**Your goal:** If a line of the data below contains the string "portal", copy it into your answer.

::: Records for this task

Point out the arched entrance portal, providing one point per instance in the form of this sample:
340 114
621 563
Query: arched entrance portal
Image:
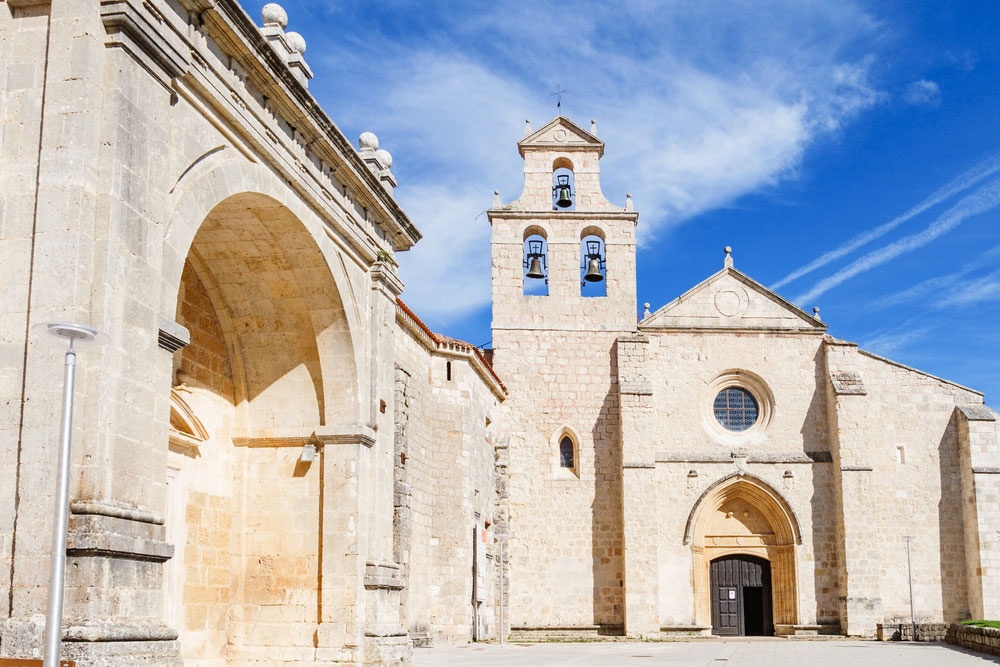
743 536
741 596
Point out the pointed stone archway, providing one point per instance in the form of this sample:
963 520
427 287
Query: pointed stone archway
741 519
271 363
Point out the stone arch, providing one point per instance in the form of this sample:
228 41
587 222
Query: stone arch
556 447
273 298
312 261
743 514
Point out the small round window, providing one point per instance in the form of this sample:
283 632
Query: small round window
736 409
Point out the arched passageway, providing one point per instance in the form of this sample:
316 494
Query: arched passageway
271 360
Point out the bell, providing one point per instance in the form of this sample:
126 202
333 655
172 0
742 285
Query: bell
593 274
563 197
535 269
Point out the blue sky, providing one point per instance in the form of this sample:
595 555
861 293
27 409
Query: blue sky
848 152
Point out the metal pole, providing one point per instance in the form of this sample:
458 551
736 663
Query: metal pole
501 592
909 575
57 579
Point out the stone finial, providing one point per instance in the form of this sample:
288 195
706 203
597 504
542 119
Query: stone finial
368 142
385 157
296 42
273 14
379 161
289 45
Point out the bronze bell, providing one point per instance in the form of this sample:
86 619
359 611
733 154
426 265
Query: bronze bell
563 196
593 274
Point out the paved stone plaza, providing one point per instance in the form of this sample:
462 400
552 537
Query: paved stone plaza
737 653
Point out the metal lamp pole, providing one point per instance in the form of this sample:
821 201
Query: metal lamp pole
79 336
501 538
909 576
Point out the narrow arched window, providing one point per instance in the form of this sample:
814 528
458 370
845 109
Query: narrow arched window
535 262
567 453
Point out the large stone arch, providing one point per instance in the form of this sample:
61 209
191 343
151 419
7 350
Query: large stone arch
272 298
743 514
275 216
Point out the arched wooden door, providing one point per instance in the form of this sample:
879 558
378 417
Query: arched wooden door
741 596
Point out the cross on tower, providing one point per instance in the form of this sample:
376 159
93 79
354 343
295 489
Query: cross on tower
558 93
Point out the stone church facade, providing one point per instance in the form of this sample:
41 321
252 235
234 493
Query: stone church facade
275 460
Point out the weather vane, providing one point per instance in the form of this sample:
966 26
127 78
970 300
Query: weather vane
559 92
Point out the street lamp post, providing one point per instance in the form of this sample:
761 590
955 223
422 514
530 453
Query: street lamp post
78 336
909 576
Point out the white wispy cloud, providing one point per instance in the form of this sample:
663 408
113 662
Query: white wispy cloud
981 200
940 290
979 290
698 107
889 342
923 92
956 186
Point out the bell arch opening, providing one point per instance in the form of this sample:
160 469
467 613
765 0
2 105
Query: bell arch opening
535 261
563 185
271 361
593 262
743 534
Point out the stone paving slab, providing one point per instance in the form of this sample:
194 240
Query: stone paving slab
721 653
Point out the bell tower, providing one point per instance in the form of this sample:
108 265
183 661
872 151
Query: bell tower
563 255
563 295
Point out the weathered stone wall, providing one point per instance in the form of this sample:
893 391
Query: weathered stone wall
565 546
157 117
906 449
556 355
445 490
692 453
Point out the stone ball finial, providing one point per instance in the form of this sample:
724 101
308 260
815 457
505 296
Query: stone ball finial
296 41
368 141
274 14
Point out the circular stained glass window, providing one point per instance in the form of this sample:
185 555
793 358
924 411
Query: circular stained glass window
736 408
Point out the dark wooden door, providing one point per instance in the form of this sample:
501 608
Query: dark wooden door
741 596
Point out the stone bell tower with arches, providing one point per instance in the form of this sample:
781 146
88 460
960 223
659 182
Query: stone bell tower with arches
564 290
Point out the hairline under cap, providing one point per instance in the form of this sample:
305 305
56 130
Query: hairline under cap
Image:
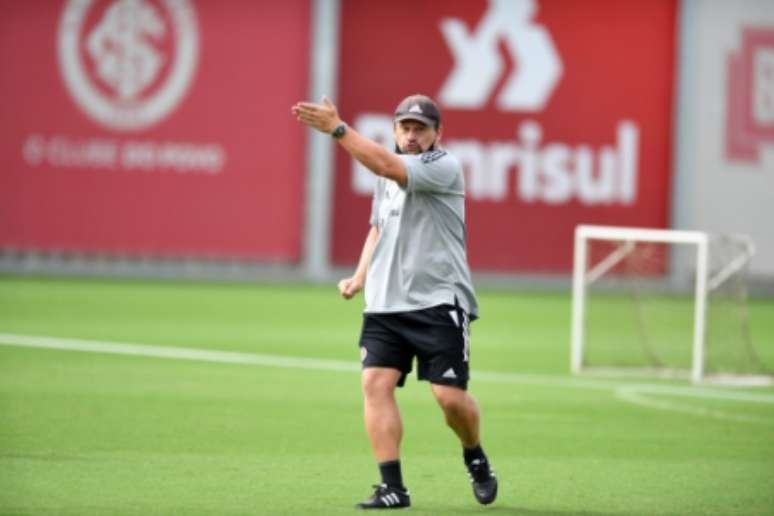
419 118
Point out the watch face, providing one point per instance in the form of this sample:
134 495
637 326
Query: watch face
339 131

::::::

**Task result:**
Point out the arched entrance portal, providing one point per instance in the form of this sample:
Query: arched entrance portal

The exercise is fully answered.